Start of Exercise data

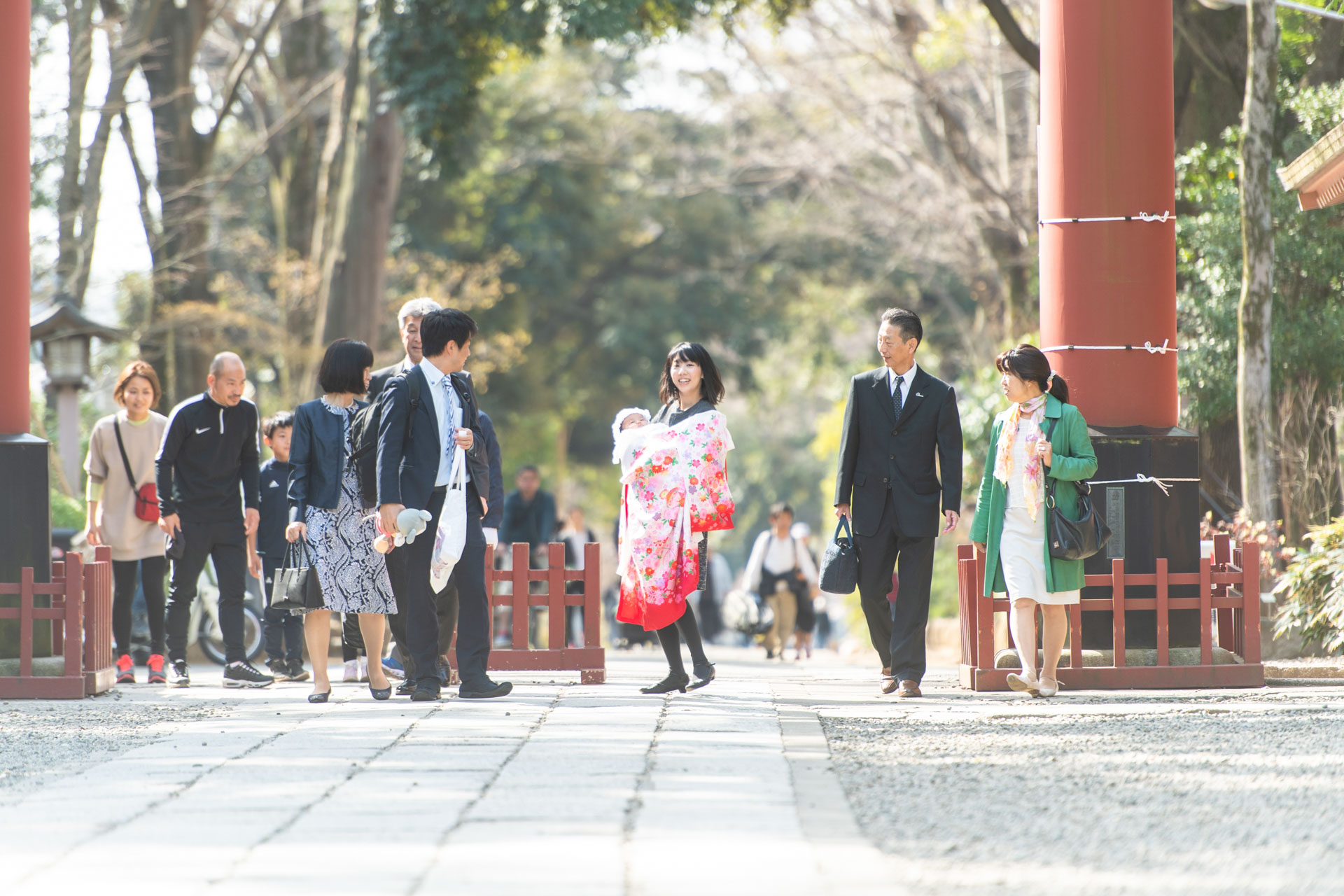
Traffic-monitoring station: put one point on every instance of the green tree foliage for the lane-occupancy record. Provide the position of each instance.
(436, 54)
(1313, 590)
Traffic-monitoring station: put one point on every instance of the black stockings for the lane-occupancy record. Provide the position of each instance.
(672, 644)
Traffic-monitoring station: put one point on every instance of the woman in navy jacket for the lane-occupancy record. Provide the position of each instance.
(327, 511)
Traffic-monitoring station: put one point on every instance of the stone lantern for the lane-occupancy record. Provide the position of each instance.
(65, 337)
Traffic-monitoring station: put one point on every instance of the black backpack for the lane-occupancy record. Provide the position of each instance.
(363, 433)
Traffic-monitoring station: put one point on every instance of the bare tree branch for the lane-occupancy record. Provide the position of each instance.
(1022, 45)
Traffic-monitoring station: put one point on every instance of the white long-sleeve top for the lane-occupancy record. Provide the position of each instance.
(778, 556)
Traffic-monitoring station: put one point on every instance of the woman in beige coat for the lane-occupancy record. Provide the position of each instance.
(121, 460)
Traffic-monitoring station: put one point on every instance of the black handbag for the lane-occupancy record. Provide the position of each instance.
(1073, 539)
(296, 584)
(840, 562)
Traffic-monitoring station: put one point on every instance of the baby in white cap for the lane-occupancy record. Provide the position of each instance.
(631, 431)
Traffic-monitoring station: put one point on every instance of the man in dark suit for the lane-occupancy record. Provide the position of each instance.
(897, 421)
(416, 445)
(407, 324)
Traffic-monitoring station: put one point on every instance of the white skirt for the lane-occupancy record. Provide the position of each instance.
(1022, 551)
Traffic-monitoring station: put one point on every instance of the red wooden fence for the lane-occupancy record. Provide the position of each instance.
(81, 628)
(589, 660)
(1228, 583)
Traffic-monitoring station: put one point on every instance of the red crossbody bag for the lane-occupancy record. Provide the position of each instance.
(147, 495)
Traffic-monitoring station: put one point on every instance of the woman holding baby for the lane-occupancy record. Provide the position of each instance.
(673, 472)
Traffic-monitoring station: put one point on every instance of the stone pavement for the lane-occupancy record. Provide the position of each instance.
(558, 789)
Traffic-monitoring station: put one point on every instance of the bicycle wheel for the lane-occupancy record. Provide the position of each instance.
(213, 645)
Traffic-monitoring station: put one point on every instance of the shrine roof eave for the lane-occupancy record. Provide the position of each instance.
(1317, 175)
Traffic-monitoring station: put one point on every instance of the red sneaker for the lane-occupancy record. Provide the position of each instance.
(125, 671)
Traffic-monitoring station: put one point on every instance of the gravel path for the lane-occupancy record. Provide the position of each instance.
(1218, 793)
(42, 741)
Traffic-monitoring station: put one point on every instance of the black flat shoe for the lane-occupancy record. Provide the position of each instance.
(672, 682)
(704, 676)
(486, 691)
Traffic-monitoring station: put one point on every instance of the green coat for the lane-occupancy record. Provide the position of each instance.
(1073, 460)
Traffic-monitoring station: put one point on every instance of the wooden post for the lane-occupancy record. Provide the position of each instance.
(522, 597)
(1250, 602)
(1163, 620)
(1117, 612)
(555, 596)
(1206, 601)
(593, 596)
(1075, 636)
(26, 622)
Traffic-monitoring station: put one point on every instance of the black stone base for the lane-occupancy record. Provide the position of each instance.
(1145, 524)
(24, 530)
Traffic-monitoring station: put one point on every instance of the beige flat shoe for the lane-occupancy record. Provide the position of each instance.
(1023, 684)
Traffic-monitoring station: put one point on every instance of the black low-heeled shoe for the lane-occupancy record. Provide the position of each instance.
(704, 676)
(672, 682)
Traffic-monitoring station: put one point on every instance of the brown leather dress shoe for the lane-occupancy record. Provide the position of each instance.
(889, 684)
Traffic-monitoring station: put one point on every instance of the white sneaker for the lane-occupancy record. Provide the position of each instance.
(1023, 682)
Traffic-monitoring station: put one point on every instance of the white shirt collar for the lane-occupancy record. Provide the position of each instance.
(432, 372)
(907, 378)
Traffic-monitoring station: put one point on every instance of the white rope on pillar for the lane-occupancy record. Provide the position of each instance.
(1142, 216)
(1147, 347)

End of Exercise data
Start of Exercise data

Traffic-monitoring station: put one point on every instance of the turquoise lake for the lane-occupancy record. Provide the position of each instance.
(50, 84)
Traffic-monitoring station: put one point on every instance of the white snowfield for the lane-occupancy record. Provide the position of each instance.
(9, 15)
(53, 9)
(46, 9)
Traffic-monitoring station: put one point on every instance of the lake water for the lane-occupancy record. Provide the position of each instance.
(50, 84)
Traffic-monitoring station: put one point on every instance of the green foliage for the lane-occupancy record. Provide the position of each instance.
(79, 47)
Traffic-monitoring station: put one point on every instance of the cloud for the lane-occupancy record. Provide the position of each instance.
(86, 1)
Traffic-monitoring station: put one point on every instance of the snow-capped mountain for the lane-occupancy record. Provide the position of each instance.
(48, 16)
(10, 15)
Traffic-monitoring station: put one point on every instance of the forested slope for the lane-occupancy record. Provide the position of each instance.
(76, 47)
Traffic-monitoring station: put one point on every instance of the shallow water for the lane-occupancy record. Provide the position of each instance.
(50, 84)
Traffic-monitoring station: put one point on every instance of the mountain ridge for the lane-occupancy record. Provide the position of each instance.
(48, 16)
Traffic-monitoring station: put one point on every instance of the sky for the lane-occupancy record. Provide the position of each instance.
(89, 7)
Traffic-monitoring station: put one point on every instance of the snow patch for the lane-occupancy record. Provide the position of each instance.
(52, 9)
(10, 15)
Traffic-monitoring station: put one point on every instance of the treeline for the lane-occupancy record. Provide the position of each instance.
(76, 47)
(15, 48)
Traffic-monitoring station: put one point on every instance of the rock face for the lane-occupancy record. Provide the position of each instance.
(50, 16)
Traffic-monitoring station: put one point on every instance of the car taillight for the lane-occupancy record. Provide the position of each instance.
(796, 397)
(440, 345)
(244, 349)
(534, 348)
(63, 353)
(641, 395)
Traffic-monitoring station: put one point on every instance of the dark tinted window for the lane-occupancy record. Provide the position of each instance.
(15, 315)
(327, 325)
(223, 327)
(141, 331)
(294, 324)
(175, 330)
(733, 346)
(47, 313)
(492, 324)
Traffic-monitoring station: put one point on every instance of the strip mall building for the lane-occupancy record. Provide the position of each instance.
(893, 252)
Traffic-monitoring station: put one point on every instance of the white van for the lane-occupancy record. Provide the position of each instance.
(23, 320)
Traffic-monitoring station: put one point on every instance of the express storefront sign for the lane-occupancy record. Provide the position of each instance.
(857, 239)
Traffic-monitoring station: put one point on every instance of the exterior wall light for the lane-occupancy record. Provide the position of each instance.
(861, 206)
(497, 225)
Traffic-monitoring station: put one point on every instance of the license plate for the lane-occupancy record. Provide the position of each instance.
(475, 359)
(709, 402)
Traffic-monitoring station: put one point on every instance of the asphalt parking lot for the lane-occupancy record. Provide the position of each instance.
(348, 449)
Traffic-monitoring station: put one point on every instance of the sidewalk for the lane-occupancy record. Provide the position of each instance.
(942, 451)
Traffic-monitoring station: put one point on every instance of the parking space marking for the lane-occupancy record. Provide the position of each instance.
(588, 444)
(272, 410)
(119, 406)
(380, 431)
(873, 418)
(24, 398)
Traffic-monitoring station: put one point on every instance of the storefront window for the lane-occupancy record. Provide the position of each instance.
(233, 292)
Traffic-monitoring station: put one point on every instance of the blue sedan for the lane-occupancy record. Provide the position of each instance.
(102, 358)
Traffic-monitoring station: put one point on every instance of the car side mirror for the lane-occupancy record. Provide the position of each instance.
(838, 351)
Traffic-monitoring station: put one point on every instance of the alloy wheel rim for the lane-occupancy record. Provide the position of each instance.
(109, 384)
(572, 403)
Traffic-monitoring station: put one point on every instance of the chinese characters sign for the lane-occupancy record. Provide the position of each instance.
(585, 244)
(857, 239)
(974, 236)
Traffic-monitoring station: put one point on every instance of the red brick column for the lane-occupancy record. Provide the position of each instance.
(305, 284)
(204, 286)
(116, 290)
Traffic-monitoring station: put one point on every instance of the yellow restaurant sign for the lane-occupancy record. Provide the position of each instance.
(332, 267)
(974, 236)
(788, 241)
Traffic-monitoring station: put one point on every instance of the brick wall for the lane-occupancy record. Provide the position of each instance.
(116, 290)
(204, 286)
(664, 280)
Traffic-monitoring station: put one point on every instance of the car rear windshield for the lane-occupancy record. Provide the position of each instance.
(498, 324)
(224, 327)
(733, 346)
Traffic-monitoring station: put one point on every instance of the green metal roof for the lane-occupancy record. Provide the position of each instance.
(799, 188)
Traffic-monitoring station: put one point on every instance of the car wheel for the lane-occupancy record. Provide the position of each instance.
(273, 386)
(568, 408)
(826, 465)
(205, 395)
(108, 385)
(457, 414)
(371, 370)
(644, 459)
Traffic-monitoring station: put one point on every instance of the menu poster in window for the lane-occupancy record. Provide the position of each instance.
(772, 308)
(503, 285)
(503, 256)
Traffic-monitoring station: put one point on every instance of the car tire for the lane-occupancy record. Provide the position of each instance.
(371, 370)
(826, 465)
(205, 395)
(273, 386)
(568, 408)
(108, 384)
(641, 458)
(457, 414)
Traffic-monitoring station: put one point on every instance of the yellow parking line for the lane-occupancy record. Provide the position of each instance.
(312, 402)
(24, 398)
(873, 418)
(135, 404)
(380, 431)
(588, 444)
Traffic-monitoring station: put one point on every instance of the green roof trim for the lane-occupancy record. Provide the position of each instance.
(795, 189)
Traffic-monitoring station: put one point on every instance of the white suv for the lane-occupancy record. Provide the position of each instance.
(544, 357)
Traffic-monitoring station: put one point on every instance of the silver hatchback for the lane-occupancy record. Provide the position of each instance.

End of Exercise data

— Task instructions —
Repeat the entries above verbatim, but only from the line that has "of the menu" down to the line that has "of the silver", inclusive.

— Your solution —
Traffic-monitoring station: put one point on every instance of the menu poster in window for the lane-occupancy record. Provide the position of each instance.
(772, 308)
(503, 285)
(503, 256)
Traffic-monitoring station: put one point on every instance of the car tire for the lane-occupancy record. Provide the position of each instance.
(371, 370)
(826, 465)
(205, 395)
(273, 386)
(568, 408)
(108, 384)
(641, 458)
(457, 414)
Traffic-monitoring station: put one point on every instance of the yellow parking line for the lane-occupancy record. Provide the position of each instance.
(312, 402)
(24, 398)
(873, 418)
(135, 404)
(380, 431)
(588, 444)
Traffic-monitoring station: put one point on every instance of the green roof trim for the lane-occupancy record. Provide the position of each instance.
(795, 189)
Traffic-monitoring station: put one point on every instance of the white suv for the lane-occupancy record. Provide the position of each instance.
(544, 357)
Traffic-monitoring station: put one point on every instance of the silver hatchback for the lane-occupancy record. Provide the position of each instance.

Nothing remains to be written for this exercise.